To extend the in vitro observations and identify potential candidate genes for further study, validation was performed in publicly available datasets generated using whole blood samples from healthy controls and sepsis patients. Nine datasets were selected from the NCBI GEO and multicohort analysis was performed to generate a mean fold change in expression across all cohorts. The top 250 genes were ranked according to fold change in expression in this cohort (Figure 1D). The highest ranked genes in terms of the effect size were considered as the strongest candidates for further investigation (Figure 1E). The final step in the process of selecting a gene of interest was to assess the current knowledge on each identified gene. PubMed was searched to identify the total number of articles relating to each gene and alternate names for each gene were identified through NCBI Gene and added to the search. Genes for which a very small number of articles were identified (<10) were excluded as it was considered unlikely that sufficient information about these gene would be available to inform future studies. Additional searches were carried out for each gene paired with the search terms “sepsis”, “neutrophil” and “inflammation” to identify previous gene associations. The number of articles was counted, and a score applied to each gene based on the number of related articles. Genes were examined in order starting from the gene with the highest fold change in expression and those with known associations to sepsis or neutrophils were excluded (Figure 1F). CST7 (Cystatin F) was ranked 8th in terms of fold change in expression and 72 articles were identified that referred to the gene. Among these, six publications were related to inflammation; however, none of these articles contained the term “sepsis” or linked cystatin F directly to the term neutrophil. CST7 was therefore deemed the most eligible for further investigation. We further confirmed that CST7 expression was significantly increased in neutrophils following stimulation of plasma from patients with severe sepsis compared with those with non-severe sepsis (Figure 1G).
The Significance and Regulation of Cystatin F Induction Are Poorly Defined
To inform further exploration of public data, a profile of the current knowledge of CST7 was constructed. The 72 articles that referred to CST7 were examined for major research themes and tallied (Figure 2A). The cystatins consist of three families of proteins that bind reversibly with high-affinity to inhibit multiple cathepsin family members (8) Cystatin F is unique among the cystatins in that its expression is limited to leukocytes (9) and because it is secreted in an inactive form that can be internalized and subsequently activated in target cells (10, 11). In the context of malignancy, increased levels of CST7 have been correlated with a poorer prognosis in liver metastasis following colorectal cancer (12) and with improved survival in the context of pancreatic ductal adenocarcinoma (13) and hepatocellular carinoma (14). Additionally, in the context of neuroinflammation, CST7 is upregulated during CNS demyelination and is associated with areas of remyelination (15, 16). While CST7 has not been studied in the context of other inflammatory conditions, it has been identified as playing a role in granulocyte inflammation, specifically as an inhibitor of cathepsin C (17).
Figure 2 Cystatin F is identified as a cathepsin C-directed serine protease inhibitor. (A) The total number of articles on CST7 (72 articles) was curated and major reported biological functions were summarized. The size of each segment in the pie chart corresponds to the number of articles matching CST7 in relation to the indicated area. (B) The proposed function of the CST7 protein indicating its ability to inhibit CTSC protein. CTSC, which is known to activate the neutrophil serine proteases ELANE, PRTN3 and CTSG, can increase inflammation. (C) Forest plots of CST7, CTSC, ELANE, PRTN3 and CTSG gene expression across sepsis cohorts. The plots were constructed as described in Figure 1D.

================

Task objective: Rewrite everything in the cystatin F excerpt from "Figure 2 Cystatin" down to "in Figure 1D.", putting "donut chart" in place of "pie chart".

Data to examine:
================

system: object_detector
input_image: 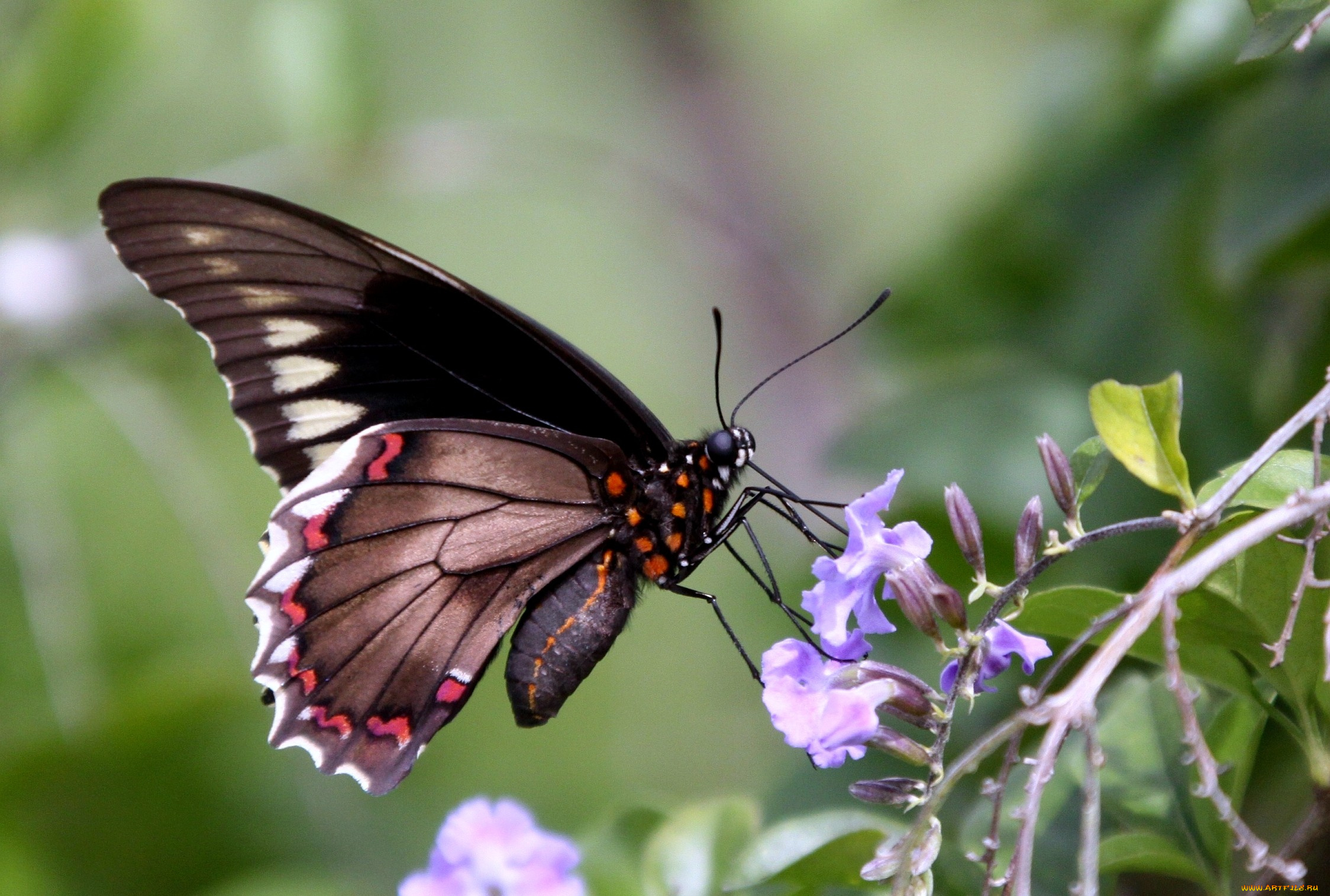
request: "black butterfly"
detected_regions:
[100,179,824,794]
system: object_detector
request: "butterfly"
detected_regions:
[98,178,787,794]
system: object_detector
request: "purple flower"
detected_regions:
[398,796,586,896]
[942,619,1053,693]
[762,638,899,768]
[803,469,932,658]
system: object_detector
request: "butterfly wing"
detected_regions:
[100,178,670,489]
[246,419,627,794]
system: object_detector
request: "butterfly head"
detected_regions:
[706,427,757,480]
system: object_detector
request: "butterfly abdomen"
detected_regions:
[504,548,636,727]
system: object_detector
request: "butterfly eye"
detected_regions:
[706,429,740,467]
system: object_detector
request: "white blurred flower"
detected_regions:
[0,231,84,328]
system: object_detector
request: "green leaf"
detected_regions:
[725,810,905,891]
[1189,697,1266,875]
[1019,585,1260,698]
[1099,672,1171,821]
[1196,451,1330,510]
[1089,374,1196,508]
[643,798,758,896]
[1069,436,1112,506]
[579,807,665,896]
[1099,831,1213,887]
[1237,0,1325,63]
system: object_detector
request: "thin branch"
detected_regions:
[1011,485,1330,896]
[1293,7,1330,53]
[982,726,1025,896]
[1262,413,1330,669]
[1163,594,1308,884]
[1182,374,1330,528]
[979,516,1177,632]
[1074,719,1104,896]
[891,715,1026,896]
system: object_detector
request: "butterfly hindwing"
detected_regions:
[246,419,625,794]
[100,178,670,489]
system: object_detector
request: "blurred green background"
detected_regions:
[0,0,1330,896]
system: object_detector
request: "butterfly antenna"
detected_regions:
[712,306,725,427]
[730,290,891,427]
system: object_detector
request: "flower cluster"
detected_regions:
[942,619,1053,691]
[762,638,932,768]
[762,469,1052,771]
[398,796,586,896]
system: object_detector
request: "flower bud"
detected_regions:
[858,659,942,701]
[1016,494,1044,575]
[850,778,923,806]
[931,578,970,632]
[867,724,928,766]
[1035,432,1076,519]
[887,559,942,645]
[859,817,942,885]
[832,659,937,730]
[942,483,984,580]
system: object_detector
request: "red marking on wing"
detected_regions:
[307,706,353,738]
[364,715,411,747]
[435,675,467,703]
[364,432,403,483]
[286,648,319,694]
[301,510,332,551]
[279,580,310,625]
[293,669,319,697]
[643,554,669,578]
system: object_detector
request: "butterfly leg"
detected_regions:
[744,520,813,638]
[667,585,762,681]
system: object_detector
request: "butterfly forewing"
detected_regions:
[247,420,625,793]
[101,179,670,488]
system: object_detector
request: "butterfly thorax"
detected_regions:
[605,428,753,585]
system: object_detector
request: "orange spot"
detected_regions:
[364,715,411,748]
[434,675,467,703]
[310,706,351,738]
[295,669,319,694]
[364,432,403,483]
[301,510,332,551]
[278,580,310,625]
[553,551,615,638]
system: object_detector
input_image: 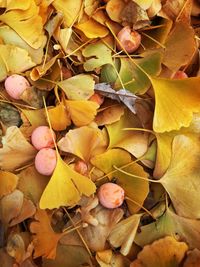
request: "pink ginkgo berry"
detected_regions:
[98,183,124,209]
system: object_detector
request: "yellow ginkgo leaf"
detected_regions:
[0,171,18,198]
[30,209,65,259]
[58,74,95,100]
[106,112,148,157]
[159,134,200,219]
[48,102,71,131]
[0,44,35,81]
[108,213,142,256]
[58,126,106,162]
[130,236,188,267]
[21,109,48,128]
[0,0,44,49]
[0,126,37,171]
[151,77,200,133]
[76,18,109,38]
[52,0,82,27]
[40,156,96,209]
[115,163,149,214]
[66,100,99,127]
[91,148,131,179]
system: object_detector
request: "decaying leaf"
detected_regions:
[108,214,141,256]
[0,126,36,171]
[58,126,106,163]
[30,209,63,259]
[131,236,188,267]
[0,171,18,198]
[40,154,96,209]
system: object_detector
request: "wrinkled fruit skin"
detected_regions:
[117,26,141,53]
[74,160,88,175]
[173,70,188,79]
[4,74,30,100]
[89,93,104,106]
[31,126,55,150]
[35,148,57,175]
[98,183,124,209]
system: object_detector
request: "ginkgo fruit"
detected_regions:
[117,26,141,53]
[31,126,56,150]
[74,160,88,175]
[173,70,188,79]
[35,148,57,175]
[5,74,30,100]
[98,183,124,209]
[89,93,104,106]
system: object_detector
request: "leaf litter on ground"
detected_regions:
[0,0,200,267]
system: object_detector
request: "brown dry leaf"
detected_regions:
[0,190,24,224]
[0,171,19,198]
[61,205,124,251]
[30,209,63,259]
[108,214,142,256]
[183,248,200,267]
[95,104,124,126]
[52,0,82,27]
[0,126,37,171]
[163,22,197,71]
[9,198,36,226]
[0,44,35,81]
[58,126,107,162]
[76,18,109,39]
[66,100,99,127]
[130,236,188,267]
[0,0,45,49]
[96,249,130,267]
[17,166,49,205]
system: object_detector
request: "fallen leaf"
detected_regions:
[91,148,131,179]
[151,77,200,133]
[76,18,109,39]
[114,52,162,94]
[0,25,46,64]
[57,74,94,100]
[130,236,188,267]
[66,100,99,127]
[108,214,141,256]
[95,103,124,126]
[159,135,200,219]
[0,190,24,225]
[95,83,137,114]
[135,208,200,249]
[30,209,63,259]
[21,108,48,128]
[52,0,82,27]
[40,153,96,209]
[106,0,126,22]
[0,102,21,127]
[96,249,130,267]
[106,112,148,157]
[43,245,94,267]
[17,166,49,205]
[48,102,71,131]
[0,126,36,171]
[162,22,197,72]
[0,171,18,198]
[0,0,45,49]
[82,41,113,71]
[58,126,106,163]
[183,248,200,267]
[0,44,35,81]
[115,163,149,214]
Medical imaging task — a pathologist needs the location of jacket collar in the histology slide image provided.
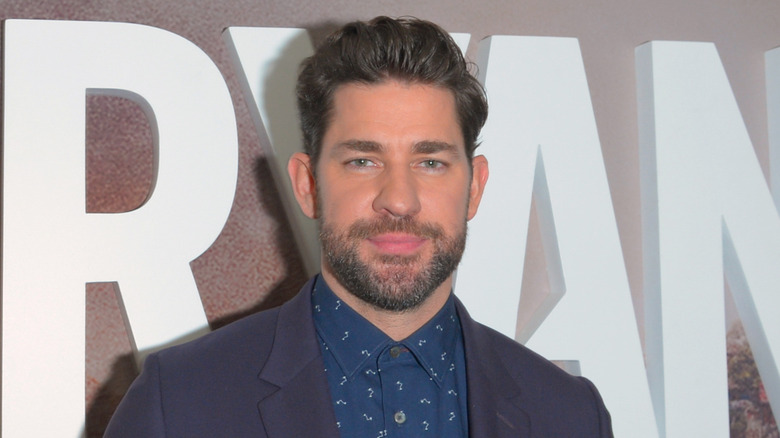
[253,279,531,438]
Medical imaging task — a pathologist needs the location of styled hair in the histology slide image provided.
[296,17,488,166]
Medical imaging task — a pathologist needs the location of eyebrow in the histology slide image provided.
[338,140,458,155]
[412,141,458,155]
[338,140,385,152]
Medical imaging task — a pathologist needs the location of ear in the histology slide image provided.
[287,152,317,219]
[466,155,490,220]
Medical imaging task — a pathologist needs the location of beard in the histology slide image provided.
[320,217,466,312]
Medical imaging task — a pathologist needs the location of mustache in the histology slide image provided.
[347,216,444,240]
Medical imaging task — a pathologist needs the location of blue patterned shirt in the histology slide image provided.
[312,276,468,438]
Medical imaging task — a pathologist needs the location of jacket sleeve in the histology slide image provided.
[103,354,165,438]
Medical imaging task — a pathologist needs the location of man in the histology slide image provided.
[106,17,612,438]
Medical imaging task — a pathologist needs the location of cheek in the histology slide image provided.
[318,181,373,224]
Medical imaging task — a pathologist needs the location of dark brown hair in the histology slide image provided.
[296,17,487,165]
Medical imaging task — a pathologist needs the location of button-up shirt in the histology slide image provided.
[312,277,468,438]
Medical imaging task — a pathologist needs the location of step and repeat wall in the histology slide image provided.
[0,0,780,438]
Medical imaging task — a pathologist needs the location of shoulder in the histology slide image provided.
[151,308,279,373]
[462,306,612,436]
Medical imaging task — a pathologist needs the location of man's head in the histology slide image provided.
[297,17,487,167]
[288,17,488,311]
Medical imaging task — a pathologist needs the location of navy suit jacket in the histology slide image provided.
[105,281,612,438]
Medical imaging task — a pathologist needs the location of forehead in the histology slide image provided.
[323,80,465,153]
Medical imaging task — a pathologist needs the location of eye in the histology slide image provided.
[347,158,376,167]
[420,159,445,169]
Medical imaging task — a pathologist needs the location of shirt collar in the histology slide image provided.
[312,276,463,384]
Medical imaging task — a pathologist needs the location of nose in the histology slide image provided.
[373,165,421,218]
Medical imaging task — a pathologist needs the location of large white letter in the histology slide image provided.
[457,37,657,437]
[764,48,780,211]
[636,42,780,438]
[2,20,238,437]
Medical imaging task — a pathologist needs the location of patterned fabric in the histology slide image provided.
[312,277,468,438]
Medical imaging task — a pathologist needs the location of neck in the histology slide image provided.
[322,269,452,341]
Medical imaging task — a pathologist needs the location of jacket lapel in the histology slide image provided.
[257,280,339,438]
[456,299,531,438]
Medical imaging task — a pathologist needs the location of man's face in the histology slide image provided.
[290,81,487,311]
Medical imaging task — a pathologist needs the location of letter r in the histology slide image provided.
[2,20,238,436]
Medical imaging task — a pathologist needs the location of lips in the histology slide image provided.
[368,233,428,255]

================

Task result:
Figure 2 Cystatin F is identified as a cathepsin C-directed serine protease inhibitor. (A) The total number of articles on CST7 (72 articles) was curated and major reported biological functions were summarized. The size of each segment in the donut chart corresponds to the number of articles matching CST7 in relation to the indicated area. (B) The proposed function of the CST7 protein indicating its ability to inhibit CTSC protein. CTSC, which is known to activate the neutrophil serine proteases ELANE, PRTN3 and CTSG, can increase inflammation. (C) Forest plots of CST7, CTSC, ELANE, PRTN3 and CTSG gene expression across sepsis cohorts. The plots were constructed as described in Figure 1D.